Since the Equality Act 2010 came into force, it’s been illegal to discriminate against anyone in relation to any of nine “protected characteristics”: age, disability, gender reassignment, marriage & civil partnership, pregnancy & maternity, race, religion & belief, sex, and sexual orientation. So everything is now OK, isn’t it?

Well, not quite. True, the Equality Act is a very important step in the right direction, and in organisations and workplaces where it’s taken seriously, it can make a real difference. But what if you’ve come from an underprivileged background where you learned that people like you never get the good jobs and the big opportunities – and you find that it still seems to work that way, despite all the talk about “equal opportunities”? Or maybe you’ve managed to get yourself a good job with a genuinely non-discriminatory employer – but you find that outside work people still talk down to you and/or ignore what you have to say? Or perhaps English is your second (third, fourth) language, or you have a disability that affects the way you speak – and most people just assume that you are stupid?

[WHAT YOU NEED TO DO]
**a.** Answer these questions from the passage on the Equality Act:
(i) How many protected characteristics does the Act cover?
(ii) In what kinds of settings can the Act make a real difference?
(iii) Which two circumstances does the passage name that lead most people to assume someone is stupid?
**b.** In one to three sentences, explain why the passage on the Equality Act answers "not quite" to whether everything is now OK.
**c.** From the passage on the Equality Act, copy the part that opens with the words containing "Well, not quite." and closes with "you are stupid?".
The records after this point are separate material, unrelated to the passage on the Equality Act.

[RAW RECORDS]
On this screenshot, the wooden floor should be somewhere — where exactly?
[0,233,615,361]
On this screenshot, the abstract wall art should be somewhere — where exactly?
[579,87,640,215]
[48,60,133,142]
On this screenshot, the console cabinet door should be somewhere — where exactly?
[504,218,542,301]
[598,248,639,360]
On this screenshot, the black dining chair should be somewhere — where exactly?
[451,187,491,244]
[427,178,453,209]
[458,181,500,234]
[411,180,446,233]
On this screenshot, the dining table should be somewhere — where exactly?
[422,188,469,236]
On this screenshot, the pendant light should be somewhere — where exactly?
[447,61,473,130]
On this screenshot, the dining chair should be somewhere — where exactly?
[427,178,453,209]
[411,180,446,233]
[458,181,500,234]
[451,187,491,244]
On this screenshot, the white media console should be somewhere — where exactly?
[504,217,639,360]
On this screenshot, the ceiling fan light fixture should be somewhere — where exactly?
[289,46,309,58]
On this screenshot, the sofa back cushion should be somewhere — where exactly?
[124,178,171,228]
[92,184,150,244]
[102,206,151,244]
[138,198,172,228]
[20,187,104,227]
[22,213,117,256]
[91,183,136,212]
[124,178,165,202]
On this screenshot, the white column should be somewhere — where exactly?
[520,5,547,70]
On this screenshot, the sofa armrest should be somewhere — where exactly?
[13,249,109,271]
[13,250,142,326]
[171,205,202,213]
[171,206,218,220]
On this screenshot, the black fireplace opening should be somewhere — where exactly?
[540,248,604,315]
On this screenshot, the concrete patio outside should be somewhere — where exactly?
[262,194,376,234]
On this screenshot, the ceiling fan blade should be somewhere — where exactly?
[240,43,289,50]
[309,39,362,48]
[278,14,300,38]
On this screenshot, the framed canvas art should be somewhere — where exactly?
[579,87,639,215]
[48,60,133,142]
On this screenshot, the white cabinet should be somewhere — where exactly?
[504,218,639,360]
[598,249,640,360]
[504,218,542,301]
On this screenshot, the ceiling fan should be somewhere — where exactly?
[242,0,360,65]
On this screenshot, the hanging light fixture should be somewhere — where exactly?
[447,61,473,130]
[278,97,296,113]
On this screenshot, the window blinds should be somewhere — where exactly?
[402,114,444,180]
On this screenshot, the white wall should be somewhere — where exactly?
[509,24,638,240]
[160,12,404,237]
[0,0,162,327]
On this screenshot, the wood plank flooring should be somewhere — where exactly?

[EXERCISE ANSWERS]
**a.**
(i) Nine.
(ii) In organisations and workplaces where it's taken seriously.
(iii) English being a second (third, fourth) language, or a disability that affects the way someone speaks.

**b.** The Act is an important step, but people may still find that good jobs and big opportunities seem closed to people from underprivileged backgrounds. Even someone with a non-discriminatory employer may be talked down to or ignored outside work. People whose English is not their first language, or whose disability affects their speech, may be assumed to be stupid.

**c.**
Well, not quite. True, the Equality Act is a very important step in the right direction, and in organisations and workplaces where it’s taken seriously, it can make a real difference. But what if you’ve come from an underprivileged background where you learned that people like you never get the good jobs and the big opportunities – and you find that it still seems to work that way, despite all the talk about “equal opportunities”? Or maybe you’ve managed to get yourself a good job with a genuinely non-discriminatory employer – but you find that outside work people still talk down to you and/or ignore what you have to say? Or perhaps English is your second (third, fourth) language, or you have a disability that affects the way you speak – and most people just assume that you are stupid?